Raw data:

***

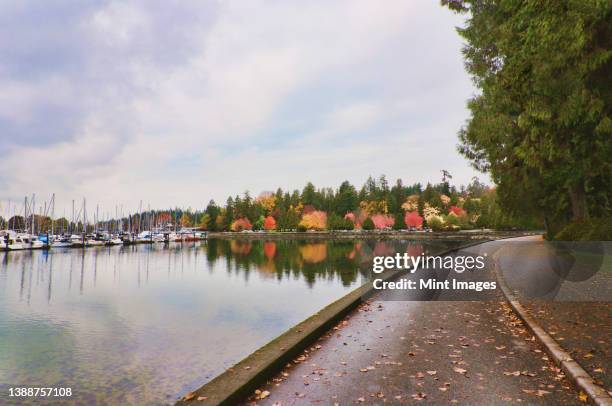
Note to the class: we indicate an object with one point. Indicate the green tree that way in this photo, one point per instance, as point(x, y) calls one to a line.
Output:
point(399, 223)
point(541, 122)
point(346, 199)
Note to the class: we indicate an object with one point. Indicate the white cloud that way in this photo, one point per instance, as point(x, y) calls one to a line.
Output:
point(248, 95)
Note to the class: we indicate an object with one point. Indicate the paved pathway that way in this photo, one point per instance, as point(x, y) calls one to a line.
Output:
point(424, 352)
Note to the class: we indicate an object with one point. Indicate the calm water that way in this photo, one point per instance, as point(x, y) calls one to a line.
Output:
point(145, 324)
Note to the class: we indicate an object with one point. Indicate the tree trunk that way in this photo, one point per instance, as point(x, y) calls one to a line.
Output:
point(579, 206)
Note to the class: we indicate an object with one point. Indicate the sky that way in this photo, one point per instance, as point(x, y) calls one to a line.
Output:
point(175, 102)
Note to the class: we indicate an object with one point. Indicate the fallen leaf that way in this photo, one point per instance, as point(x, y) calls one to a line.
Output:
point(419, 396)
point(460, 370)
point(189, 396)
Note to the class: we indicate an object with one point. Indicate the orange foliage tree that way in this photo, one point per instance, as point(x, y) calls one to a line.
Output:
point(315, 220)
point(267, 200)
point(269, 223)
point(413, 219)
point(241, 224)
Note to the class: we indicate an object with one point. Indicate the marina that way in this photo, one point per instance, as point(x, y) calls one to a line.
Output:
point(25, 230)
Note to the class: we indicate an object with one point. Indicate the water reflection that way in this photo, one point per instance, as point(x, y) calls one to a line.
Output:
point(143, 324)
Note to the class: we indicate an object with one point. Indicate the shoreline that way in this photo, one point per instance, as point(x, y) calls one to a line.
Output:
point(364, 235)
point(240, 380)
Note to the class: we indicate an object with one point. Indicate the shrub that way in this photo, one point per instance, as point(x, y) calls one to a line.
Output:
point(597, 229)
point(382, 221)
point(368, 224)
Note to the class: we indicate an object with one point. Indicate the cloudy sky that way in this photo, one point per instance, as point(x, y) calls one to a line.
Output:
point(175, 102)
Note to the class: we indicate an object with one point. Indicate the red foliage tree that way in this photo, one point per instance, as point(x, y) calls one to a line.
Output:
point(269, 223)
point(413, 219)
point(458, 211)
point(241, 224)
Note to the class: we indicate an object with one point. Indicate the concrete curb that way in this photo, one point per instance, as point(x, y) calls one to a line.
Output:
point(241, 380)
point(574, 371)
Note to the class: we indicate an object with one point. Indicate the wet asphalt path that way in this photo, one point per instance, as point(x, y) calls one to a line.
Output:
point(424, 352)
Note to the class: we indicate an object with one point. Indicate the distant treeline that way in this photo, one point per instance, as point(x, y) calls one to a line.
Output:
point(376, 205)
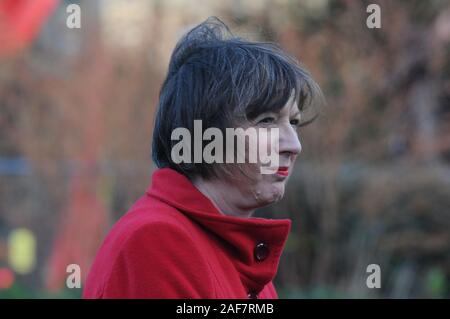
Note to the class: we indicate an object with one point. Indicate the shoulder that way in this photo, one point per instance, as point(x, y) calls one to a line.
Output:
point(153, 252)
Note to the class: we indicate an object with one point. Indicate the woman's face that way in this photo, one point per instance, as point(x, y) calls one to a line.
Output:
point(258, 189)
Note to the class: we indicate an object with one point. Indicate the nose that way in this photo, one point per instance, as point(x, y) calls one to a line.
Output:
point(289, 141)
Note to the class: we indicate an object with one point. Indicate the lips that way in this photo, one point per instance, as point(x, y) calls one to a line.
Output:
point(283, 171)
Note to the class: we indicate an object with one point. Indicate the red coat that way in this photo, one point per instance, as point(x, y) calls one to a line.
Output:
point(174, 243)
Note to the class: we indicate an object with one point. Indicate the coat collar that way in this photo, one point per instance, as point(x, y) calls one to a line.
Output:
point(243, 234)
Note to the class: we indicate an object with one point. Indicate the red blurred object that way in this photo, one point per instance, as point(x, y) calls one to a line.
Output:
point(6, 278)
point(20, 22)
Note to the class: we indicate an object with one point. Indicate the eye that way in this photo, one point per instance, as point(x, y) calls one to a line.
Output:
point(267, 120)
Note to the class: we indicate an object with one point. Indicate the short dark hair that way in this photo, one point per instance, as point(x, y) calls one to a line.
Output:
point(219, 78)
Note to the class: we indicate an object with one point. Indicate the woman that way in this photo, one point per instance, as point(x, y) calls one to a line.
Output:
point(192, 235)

***

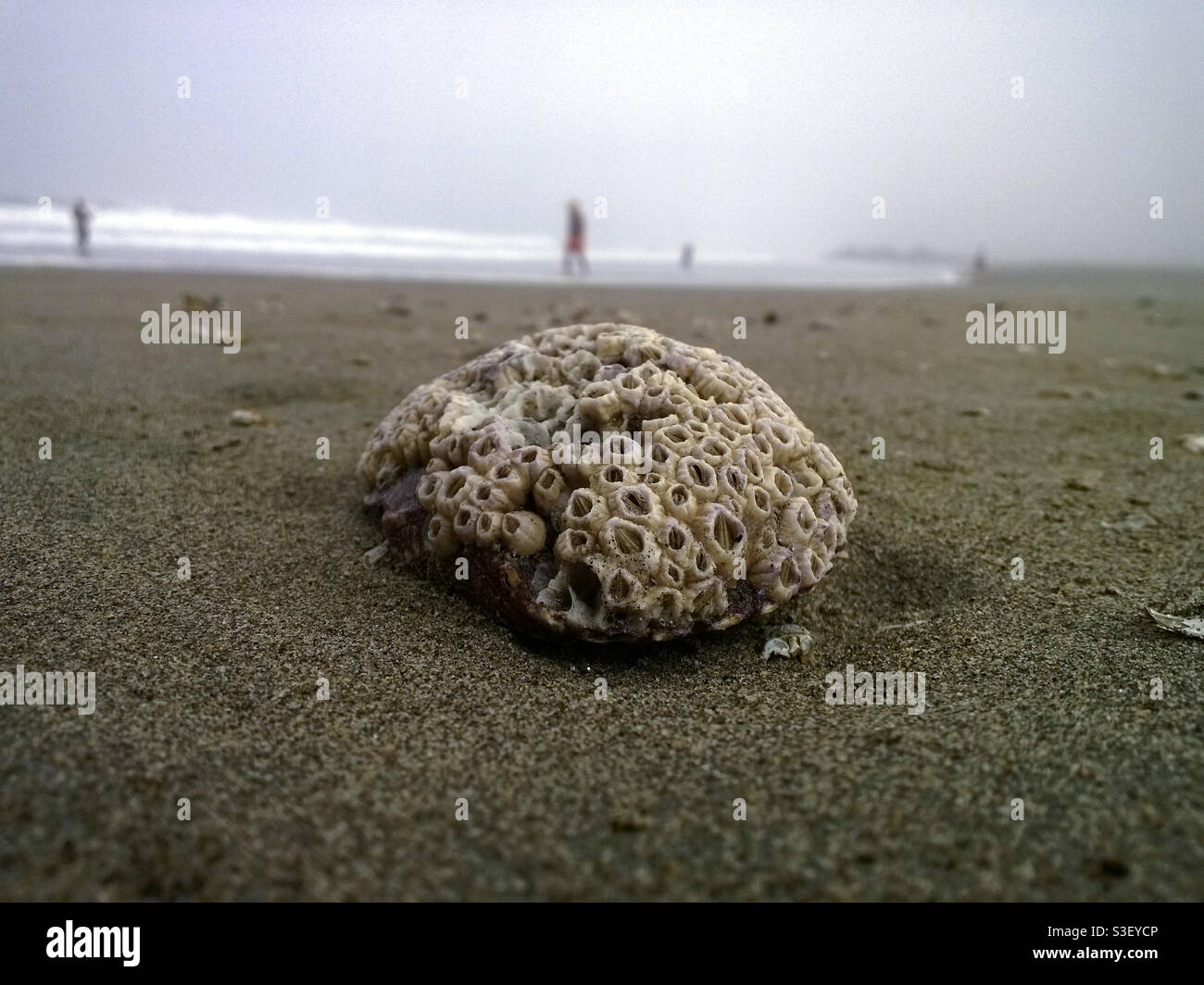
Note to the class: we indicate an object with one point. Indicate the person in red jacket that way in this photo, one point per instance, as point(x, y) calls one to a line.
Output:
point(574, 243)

***

Exercise description:
Reproduce the data above word for word, everything from the line containing "Indicate the shrub" down to the line containing "point(153, 252)", with both of those lines included. Leave any pictures out of your answer.

Expected answer:
Note to the class: we indicate an object with one point. Indicate the shrub that way in this photo, one point per instance, as point(x, y) calls one to a line.
Output:
point(597, 229)
point(382, 221)
point(368, 224)
Note to the class: we indicate an object with one point. Indicate the cloudy sky that way in this photo, one point per instance, as point(x, y) calls one to a line.
Output:
point(175, 102)
Note to the class: we indicate an object with one point. Indicate the red foliage tree that way in this photo, one point per instance, as point(x, y) calls one to a line.
Output:
point(269, 223)
point(413, 219)
point(458, 211)
point(241, 224)
Note to the class: we indicate an object with one point. Indicate the concrete curb that way in this photo, one point per instance, as point(x, y) calls one to a line.
Output:
point(241, 380)
point(574, 371)
Note to the class: we indicate an object with one point. Indicate the wet asphalt path that way in this photo, one point per instance, as point(x, y) calls one to a line.
Output:
point(424, 352)
Note to the class: we indicate an object with one point. Indicate the distant treeline that way in this photo, one point per instance, as point(x, y) calls one to a line.
Output:
point(376, 205)
Note to the class: we indicate an object with one point. Indicate the shoulder that way in this photo, one point per instance, as point(x, y) calls one to a line.
Output:
point(153, 252)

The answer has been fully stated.